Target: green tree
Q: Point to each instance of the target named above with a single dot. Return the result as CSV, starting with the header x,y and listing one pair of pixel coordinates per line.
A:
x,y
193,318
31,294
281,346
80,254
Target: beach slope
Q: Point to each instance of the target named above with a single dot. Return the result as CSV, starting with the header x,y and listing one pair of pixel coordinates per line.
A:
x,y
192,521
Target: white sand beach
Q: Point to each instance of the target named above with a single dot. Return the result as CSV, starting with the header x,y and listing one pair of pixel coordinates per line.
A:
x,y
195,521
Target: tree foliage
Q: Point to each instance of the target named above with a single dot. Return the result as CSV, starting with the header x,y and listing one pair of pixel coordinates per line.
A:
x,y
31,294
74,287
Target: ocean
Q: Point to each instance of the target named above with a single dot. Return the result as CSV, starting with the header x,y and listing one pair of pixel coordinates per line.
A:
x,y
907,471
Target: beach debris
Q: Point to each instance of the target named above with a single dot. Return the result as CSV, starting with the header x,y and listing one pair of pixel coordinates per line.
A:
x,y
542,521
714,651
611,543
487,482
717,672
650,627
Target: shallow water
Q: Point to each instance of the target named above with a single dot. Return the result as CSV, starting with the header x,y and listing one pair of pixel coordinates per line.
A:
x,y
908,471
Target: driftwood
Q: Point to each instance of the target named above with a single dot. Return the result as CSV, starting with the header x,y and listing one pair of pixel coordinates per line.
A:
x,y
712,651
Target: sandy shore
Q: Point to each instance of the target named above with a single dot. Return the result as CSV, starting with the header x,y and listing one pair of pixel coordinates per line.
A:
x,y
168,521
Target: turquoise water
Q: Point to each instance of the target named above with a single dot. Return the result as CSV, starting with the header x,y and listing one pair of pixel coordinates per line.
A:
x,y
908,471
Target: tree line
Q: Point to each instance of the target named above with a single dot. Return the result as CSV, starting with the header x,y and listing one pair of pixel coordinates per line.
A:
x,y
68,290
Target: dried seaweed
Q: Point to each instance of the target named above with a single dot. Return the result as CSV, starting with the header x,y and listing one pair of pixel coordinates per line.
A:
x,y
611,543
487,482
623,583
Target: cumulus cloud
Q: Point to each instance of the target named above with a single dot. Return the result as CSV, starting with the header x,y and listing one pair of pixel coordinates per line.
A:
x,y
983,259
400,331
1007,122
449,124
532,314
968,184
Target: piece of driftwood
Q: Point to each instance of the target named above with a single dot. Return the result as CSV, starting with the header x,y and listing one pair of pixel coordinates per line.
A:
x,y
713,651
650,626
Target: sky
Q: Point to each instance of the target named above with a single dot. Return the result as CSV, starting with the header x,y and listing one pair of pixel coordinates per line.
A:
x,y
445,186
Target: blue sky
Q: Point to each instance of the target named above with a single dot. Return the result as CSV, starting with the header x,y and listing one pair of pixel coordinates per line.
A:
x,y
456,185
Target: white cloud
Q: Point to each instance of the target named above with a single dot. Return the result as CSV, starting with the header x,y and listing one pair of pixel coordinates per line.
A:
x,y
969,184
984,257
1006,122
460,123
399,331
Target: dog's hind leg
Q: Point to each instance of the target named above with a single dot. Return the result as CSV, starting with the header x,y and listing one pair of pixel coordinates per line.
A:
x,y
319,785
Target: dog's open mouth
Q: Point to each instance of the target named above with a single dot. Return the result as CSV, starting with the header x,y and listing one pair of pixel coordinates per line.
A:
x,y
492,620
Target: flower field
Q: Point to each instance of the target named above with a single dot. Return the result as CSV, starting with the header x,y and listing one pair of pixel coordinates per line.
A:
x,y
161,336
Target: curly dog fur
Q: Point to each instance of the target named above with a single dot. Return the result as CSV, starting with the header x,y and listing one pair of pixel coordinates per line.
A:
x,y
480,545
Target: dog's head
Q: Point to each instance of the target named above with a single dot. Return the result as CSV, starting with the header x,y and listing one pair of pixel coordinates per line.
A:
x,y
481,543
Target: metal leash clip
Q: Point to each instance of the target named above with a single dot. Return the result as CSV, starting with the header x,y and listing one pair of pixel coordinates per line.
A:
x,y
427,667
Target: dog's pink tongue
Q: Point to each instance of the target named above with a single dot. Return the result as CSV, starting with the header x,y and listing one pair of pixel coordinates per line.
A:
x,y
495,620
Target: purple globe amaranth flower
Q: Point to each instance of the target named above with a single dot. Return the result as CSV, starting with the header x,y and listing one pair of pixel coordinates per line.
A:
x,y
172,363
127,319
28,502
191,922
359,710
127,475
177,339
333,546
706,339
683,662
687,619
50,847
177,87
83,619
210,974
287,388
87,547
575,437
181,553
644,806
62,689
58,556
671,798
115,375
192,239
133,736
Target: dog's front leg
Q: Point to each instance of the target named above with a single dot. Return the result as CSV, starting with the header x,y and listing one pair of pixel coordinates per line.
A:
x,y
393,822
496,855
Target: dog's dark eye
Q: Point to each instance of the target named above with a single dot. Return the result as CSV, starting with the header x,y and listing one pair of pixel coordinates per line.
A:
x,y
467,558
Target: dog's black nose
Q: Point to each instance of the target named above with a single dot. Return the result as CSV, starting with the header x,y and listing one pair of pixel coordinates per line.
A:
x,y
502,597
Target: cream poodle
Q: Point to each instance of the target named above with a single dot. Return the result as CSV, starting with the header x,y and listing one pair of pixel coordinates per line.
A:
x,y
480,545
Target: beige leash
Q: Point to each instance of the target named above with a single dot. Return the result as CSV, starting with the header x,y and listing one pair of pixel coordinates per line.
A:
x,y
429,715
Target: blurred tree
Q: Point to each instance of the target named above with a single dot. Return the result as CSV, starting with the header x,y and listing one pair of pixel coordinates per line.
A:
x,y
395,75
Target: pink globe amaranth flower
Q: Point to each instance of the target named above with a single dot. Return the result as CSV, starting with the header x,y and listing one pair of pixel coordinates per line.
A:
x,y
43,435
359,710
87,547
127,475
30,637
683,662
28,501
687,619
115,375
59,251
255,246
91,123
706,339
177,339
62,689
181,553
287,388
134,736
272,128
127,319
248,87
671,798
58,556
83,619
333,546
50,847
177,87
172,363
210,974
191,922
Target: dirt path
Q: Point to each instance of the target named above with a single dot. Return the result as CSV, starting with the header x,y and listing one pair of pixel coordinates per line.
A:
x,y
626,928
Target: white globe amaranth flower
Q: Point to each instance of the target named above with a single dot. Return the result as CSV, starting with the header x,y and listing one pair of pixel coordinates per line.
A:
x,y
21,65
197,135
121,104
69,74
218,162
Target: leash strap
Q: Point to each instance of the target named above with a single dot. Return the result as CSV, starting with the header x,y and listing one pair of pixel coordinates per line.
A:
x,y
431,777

==

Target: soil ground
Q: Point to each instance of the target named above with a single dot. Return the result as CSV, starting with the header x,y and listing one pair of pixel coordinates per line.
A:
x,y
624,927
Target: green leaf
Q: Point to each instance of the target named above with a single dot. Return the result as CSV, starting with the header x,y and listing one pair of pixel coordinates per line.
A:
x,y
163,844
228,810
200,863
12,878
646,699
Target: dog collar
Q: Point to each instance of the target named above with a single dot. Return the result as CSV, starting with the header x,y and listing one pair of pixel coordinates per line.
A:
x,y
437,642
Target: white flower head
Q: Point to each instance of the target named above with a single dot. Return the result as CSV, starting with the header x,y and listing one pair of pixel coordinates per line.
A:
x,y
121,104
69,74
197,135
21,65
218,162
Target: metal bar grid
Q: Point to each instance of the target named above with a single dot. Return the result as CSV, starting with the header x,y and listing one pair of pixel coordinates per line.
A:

Exercise directions:
Locate every line above that contains the word "amaranth", and copy each of those lines.

Full answer:
Target: purple globe amaranth flower
Target: pink globe amaranth flower
Target: white globe amaranth flower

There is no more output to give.